==== Extrait choisi ====

J’entendais au loin le Condo pleurer. « Pourquoi tant de haine ? », demandait-il.

Pourquoi tant de haine, en effet?

Pendant les années 1980 et 1990, presque toute la construction résidentielle privée se faisait en banlieue, sur des terres agricoles mal desservies par le transport en commun. Ce n’est plus le cas aujourd’hui. Depuis 12 ans, on construit à peu près 10 000 nouvelles unités de condos par année dans la région de Montréal et il y aurait sans doute autant de raisons de célébrer ce phénomène majeur.

Mais les amis du condo sont rares, et c’est ce que nous avons pu constater la semaine dernière lors d’une activité organisée par Avenue 8 au Centre canadien d’architecture. Alors, pourquoi tant de haine ? On peut trouver une multitude d’explications.

D’abord, le condo est une réalité récente pour les Montréalais, qui entre difficilement dans les catégories d’habitation auquel nous sommes habitués. On appelle les condos des condos, et jamais des maisons ou des appartements. Et le condo nous semble être une réalité à court terme. Très loin des Européens qui se transmettent des condos de génération en génération, nous voyons plus volontiers le condo comme un bien qui s’achète et se vend.

L’absence de lien direct entre le logement et la rue en dérange plusieurs. Les équipements intérieurs (gym, piscine) de certains gros projets renvoient à l’image d’un bâtiment fermé sur lui-même, d’une enclave protégée, petite ville dans la ville.

Et puis, la notion de condo reste associée aux conversions de triplex qui se sont traduites par l’expulsion d’innombrables locataires dans les quartiers centraux (cette pratique est soumise à un moratoire depuis le milieu des années 1970, lequel peut être contourné de plusieurs manières).

On associe également le condo au luxe clinquant, peut-être parce que les rares projets de condo des années 1980 et 1990 empruntaient abondamment à la villégiature tropicale. Mais on en critique aussi la construction bas de gamme, les matériaux à rabais, l’architecture sans saveur.

Mais c’est aussi un peu de sa faute

« Je suis victime de préjugé ! », clame le Condo entre deux sanglots. C’est vrai. Toutes ces images contradictoires collent à lui, même si chacune est liée à une catégorie bien spécifique de condo. Le condo est comme un velcro pour les clichés. Tout ce qu’on dit sur lui y reste collé et il accumule, au fil du temps, une couche de plus en plus épaisse de stéréotypes.

==== Données extraites ====

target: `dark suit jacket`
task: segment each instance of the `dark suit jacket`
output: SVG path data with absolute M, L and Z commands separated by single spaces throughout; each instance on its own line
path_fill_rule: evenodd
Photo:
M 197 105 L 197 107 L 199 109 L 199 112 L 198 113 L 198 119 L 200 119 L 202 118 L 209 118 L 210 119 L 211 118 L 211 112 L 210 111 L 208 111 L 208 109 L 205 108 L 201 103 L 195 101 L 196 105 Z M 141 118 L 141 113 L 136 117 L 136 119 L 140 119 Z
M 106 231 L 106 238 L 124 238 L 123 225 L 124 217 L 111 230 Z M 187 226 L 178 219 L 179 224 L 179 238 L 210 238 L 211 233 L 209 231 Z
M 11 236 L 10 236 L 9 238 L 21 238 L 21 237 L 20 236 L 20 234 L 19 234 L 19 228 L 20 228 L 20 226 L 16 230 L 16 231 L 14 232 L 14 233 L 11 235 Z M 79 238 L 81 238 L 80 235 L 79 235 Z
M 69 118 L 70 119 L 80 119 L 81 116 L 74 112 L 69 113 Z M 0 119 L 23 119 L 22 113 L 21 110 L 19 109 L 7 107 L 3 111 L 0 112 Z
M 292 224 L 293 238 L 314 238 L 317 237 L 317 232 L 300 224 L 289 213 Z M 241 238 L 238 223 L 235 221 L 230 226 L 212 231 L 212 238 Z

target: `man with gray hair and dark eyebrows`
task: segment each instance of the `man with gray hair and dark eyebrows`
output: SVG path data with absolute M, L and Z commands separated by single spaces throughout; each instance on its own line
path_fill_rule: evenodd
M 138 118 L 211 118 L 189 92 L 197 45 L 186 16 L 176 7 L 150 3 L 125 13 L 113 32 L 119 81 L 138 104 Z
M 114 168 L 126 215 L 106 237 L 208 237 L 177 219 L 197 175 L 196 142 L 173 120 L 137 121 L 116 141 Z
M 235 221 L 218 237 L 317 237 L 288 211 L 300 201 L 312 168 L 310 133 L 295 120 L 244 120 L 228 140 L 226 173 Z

====

[Consignes à suivre]
**1.** D'après le texte sur les condos à Montréal, combien d'unités de condos construit-on à peu près chaque année dans la région de Montréal depuis 12 ans ?
**2.** Reprenez le texte sur les condos à Montréal et prolongez-le à partir de sa dernière phrase.
Les entrées n'ont aucun rôle à jouer ici.

[Réponses par consigne]
**1.** Environ 10 000 nouvelles unités par année.

**2.**
« Mais c’est aussi un peu de ta faute, Condo, » que j’ajoute aussitôt. Parce que le condo s’accompagne lui-même de son lot de cliché qui servent à en faire la mise en marché : clichés sur la vie urbaine trépidante, l’ambiance des quartiers et le quotidien incroyable des gens branchés. La publicité de condo parle souvent moins du bâtiment lui-même que du mode de vie de ceux qui y habitent.

Publicité montrant l’habitant-type d’un nouveau projet de condos et son environnement prospectif, tiré de: http://lavenuecondos1-px.rtrk.ca/fr/

 

Et ce faisant, le condo transforme la ville au 2e degré. Parce que le condo vient non seulement remplir tous les terrains vacants de l’île, mais il alimente aussi un nouvel imaginaire de la ville. Les quartiers ont maintenant une image de marque. Un discours promotionnel décrit les quartiers, leurs services et leur identité,  afin de soutenir la vente de condos sur leur territoire.  Cette publicité a sans doute des effets énormes. Pour les propriétaires dans un quartier, par exemple, elle envoie le signal que leur environnement prend de la valeur. (D’ailleurs, on pourrait se demander si la publicité de condos dans les quartiers défavorisés ne fonctionne pas comme une prophétie autoréalisatrice de gentrification.)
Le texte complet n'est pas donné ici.